Show every line of the items below that contains the word "light".

=== Provided data ===

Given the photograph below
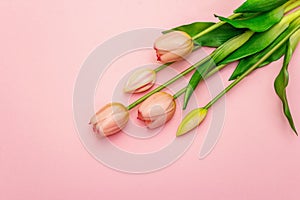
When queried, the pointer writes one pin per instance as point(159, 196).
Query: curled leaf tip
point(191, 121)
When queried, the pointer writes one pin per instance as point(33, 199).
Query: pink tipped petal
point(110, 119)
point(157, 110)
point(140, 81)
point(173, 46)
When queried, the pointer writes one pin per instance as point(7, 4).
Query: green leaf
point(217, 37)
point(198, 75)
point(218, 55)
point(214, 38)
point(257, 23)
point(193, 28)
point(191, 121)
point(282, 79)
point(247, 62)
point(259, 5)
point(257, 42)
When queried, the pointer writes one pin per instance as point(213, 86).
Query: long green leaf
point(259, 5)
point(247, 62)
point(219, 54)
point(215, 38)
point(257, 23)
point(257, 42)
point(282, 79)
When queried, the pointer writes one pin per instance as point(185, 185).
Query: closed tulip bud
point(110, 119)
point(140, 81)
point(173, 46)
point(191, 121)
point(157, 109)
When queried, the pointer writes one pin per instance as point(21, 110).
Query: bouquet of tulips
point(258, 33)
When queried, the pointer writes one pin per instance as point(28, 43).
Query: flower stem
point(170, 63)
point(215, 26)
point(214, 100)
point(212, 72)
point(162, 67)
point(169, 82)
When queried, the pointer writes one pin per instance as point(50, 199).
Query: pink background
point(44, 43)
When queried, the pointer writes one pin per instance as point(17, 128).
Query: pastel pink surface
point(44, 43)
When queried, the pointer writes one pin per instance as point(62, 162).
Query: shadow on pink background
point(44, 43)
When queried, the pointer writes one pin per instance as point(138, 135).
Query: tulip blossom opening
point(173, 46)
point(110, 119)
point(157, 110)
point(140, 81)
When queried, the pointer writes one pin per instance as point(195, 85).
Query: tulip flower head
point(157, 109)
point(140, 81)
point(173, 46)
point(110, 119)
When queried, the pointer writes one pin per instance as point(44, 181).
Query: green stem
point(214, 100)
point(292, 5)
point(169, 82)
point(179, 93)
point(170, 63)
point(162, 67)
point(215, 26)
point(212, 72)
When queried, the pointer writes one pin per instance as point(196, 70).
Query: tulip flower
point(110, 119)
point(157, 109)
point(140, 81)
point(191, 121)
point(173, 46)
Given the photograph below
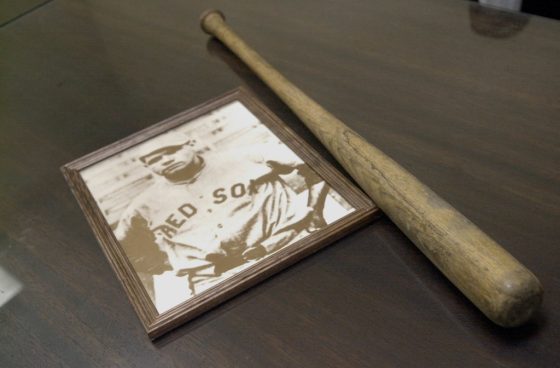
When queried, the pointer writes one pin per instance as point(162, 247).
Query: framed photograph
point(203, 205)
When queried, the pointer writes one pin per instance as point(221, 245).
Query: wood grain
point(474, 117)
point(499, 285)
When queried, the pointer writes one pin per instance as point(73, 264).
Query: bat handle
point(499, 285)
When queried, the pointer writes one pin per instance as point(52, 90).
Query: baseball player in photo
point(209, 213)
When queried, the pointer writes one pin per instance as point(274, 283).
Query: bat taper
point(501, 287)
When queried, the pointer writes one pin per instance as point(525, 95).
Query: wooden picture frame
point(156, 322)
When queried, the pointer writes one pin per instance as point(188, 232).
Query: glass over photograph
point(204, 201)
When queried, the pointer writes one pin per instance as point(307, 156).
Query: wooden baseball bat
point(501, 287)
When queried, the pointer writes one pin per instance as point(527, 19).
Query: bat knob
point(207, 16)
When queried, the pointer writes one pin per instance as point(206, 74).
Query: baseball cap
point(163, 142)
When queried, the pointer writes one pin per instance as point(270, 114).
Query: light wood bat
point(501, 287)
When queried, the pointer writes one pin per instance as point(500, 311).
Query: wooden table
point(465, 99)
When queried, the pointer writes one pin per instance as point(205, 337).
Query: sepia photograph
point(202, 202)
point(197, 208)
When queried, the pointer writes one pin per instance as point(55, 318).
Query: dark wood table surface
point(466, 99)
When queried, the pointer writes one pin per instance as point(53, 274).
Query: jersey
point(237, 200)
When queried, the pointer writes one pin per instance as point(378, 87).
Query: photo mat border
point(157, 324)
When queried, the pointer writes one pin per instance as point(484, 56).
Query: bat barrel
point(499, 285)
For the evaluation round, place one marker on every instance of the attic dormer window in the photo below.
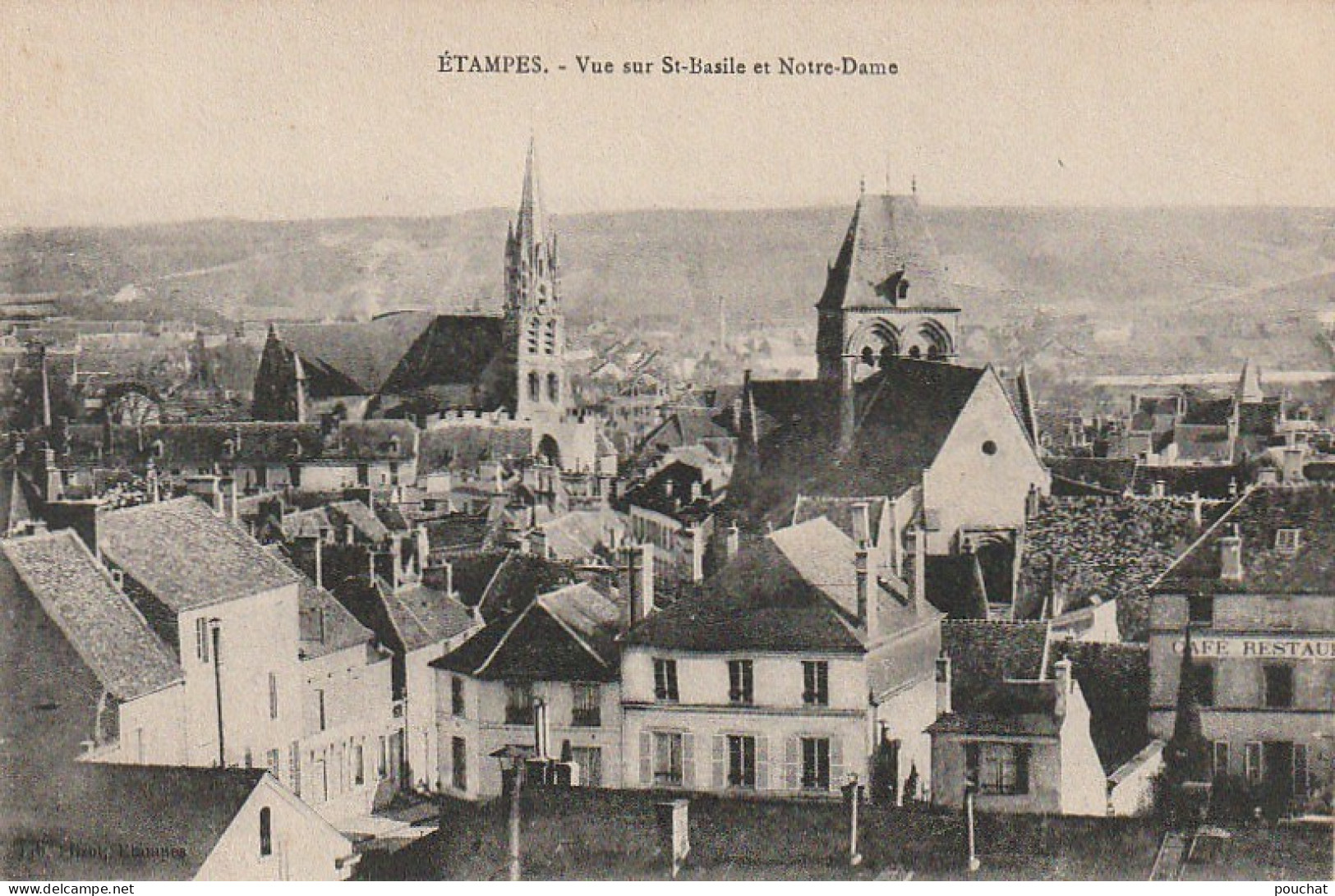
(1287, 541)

===
=== Provided data ===

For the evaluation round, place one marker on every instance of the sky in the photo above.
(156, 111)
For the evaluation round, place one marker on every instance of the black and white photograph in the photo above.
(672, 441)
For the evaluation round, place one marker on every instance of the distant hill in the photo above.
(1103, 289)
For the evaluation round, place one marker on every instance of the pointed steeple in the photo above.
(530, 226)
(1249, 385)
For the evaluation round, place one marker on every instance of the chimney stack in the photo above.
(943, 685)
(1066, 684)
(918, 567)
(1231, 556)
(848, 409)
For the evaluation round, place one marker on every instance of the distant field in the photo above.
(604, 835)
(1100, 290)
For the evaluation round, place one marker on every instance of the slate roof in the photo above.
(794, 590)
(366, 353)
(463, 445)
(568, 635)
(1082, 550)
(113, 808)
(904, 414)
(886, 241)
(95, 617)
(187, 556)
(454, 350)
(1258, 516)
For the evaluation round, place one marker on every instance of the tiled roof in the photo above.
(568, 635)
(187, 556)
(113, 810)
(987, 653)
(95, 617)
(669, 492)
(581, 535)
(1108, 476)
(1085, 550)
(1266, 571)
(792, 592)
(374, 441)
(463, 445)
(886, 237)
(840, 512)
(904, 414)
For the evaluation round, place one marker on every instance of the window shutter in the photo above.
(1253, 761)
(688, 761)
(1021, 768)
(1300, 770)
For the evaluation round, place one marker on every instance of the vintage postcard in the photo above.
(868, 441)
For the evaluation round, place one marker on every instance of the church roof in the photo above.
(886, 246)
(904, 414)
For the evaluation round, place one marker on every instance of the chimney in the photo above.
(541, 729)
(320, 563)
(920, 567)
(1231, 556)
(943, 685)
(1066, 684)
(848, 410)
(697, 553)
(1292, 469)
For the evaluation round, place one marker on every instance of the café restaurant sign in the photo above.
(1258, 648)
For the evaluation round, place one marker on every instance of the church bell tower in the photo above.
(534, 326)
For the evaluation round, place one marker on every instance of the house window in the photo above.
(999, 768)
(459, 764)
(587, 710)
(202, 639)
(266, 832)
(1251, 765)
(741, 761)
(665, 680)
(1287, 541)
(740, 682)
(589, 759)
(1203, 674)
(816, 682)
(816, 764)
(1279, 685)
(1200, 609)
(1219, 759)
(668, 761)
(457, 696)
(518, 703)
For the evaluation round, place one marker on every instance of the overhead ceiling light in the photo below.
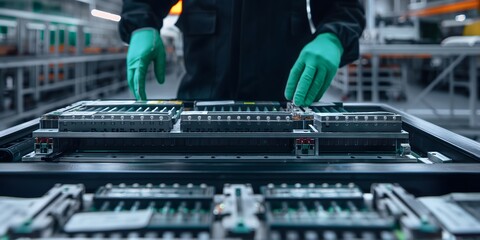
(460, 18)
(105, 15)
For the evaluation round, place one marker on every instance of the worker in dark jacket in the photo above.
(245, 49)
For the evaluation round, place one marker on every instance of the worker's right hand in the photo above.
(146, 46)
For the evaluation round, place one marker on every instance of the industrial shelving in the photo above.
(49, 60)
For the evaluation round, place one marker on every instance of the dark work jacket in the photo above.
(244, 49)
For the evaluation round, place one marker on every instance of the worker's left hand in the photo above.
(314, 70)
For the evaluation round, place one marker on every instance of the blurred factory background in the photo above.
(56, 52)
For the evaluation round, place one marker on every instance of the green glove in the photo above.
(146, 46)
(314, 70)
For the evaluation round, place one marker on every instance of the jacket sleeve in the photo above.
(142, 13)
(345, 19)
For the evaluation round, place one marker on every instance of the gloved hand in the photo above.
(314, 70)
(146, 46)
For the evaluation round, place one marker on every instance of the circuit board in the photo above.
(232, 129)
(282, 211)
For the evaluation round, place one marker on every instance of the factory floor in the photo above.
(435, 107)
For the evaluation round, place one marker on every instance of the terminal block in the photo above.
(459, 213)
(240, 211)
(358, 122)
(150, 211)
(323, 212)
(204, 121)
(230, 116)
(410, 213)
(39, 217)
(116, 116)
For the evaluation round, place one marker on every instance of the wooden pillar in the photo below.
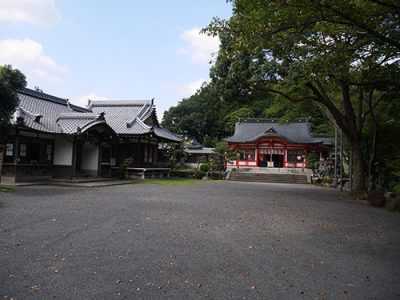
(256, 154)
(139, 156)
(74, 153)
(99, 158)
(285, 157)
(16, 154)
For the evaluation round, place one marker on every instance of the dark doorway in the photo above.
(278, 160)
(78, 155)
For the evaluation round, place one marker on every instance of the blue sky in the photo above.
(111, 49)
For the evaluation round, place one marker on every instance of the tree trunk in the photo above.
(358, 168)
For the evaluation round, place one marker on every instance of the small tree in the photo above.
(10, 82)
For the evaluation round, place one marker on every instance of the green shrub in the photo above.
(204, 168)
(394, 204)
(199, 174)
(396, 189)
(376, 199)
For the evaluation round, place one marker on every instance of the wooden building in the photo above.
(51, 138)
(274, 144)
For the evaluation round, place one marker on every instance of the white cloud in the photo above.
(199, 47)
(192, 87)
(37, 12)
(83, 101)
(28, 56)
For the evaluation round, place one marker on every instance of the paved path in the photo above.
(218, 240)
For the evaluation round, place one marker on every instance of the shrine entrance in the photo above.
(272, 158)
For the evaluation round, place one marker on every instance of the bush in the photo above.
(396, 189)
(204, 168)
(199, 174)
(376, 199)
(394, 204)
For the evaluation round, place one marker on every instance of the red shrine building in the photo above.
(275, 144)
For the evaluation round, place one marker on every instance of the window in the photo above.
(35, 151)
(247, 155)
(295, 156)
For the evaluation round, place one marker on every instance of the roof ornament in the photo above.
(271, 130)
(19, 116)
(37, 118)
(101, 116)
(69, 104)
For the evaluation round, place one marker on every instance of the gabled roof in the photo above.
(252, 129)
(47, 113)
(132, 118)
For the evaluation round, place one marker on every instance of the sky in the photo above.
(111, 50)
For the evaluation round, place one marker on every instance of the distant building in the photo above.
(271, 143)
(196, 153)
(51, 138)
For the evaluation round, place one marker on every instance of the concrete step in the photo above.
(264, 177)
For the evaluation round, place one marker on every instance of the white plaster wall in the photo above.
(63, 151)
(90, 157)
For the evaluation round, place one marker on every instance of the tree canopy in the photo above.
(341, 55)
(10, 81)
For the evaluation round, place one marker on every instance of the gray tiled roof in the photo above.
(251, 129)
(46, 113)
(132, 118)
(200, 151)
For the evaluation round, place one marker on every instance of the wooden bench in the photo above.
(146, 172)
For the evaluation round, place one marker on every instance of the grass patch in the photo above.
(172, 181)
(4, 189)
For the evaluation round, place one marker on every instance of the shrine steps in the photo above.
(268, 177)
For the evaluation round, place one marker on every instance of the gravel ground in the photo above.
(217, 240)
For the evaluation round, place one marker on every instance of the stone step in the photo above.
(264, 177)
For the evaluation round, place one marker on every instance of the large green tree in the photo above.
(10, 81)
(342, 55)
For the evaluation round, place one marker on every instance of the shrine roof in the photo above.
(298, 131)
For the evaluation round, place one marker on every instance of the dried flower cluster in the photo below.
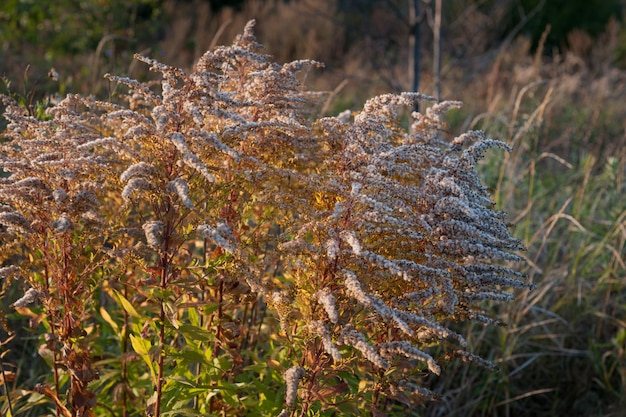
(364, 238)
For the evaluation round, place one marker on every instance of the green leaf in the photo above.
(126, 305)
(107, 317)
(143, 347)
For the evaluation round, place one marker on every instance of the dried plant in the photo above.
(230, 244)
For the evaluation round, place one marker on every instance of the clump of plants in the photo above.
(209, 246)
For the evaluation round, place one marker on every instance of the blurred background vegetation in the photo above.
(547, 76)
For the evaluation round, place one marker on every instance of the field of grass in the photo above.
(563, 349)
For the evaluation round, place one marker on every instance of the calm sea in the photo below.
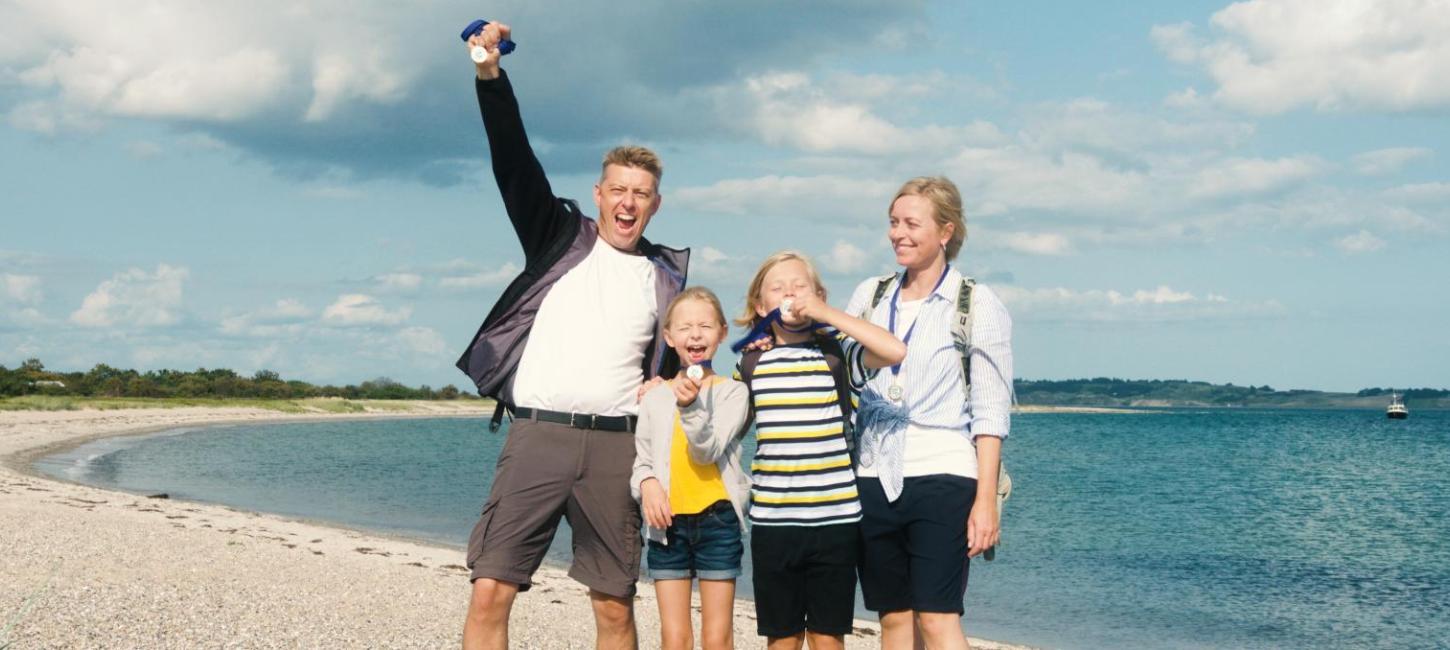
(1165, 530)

===
=== Provided data ===

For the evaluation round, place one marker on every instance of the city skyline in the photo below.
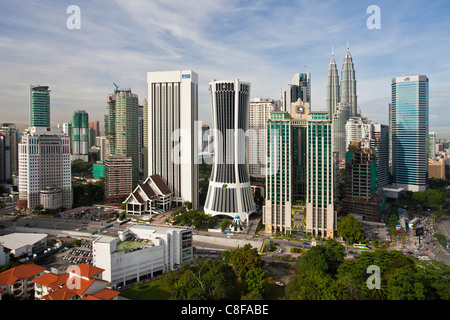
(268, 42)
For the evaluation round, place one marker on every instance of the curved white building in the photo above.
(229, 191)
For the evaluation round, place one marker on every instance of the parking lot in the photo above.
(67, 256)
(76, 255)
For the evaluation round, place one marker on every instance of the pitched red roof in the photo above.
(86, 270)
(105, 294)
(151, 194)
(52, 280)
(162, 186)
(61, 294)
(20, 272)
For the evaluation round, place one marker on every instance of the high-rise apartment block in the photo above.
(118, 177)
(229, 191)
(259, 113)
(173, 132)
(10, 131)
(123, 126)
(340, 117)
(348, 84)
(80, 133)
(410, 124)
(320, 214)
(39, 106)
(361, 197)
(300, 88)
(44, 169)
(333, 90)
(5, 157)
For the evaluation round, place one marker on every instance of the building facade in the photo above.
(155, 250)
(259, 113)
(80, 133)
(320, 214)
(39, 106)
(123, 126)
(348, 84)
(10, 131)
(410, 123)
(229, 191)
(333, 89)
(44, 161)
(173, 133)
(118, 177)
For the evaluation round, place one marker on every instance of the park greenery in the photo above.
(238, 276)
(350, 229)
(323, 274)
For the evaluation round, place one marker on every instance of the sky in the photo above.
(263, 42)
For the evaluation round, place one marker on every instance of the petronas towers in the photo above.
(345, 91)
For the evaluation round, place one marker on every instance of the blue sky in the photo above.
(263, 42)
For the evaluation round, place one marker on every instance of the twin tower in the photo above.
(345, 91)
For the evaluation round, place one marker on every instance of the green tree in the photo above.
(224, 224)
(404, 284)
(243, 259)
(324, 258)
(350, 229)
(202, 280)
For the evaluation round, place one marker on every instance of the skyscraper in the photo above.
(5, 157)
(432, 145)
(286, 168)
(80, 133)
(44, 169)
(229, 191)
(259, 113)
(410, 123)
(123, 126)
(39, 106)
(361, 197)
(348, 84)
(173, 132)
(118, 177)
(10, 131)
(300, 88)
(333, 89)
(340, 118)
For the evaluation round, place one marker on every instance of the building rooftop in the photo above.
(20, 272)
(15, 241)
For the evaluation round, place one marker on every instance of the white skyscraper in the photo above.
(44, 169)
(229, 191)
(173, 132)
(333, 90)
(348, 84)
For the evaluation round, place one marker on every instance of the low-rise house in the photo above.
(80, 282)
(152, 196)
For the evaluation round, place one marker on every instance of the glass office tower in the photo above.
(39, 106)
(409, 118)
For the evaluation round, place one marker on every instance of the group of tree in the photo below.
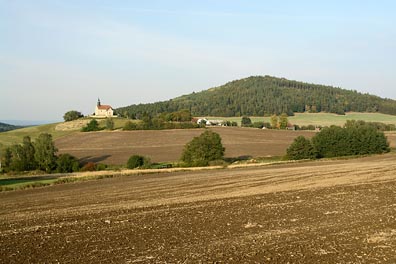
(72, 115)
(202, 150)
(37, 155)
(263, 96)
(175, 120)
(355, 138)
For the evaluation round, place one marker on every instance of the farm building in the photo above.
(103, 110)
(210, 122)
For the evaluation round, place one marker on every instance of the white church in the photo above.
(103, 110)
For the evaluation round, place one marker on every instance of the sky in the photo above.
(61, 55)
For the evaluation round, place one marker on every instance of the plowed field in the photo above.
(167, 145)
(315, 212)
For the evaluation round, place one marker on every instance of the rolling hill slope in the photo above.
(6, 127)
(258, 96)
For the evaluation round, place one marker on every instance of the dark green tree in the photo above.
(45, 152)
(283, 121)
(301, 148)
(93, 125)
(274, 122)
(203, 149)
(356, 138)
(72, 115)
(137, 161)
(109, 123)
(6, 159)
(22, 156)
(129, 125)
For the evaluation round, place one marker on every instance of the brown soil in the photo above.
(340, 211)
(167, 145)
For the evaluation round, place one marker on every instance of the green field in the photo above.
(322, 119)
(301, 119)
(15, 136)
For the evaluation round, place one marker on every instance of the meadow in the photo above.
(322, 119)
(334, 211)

===

» Exercise response:
Query: light wood bat
For the evaluation round, place one marker on every instance of the overhead ceiling light in the photo below.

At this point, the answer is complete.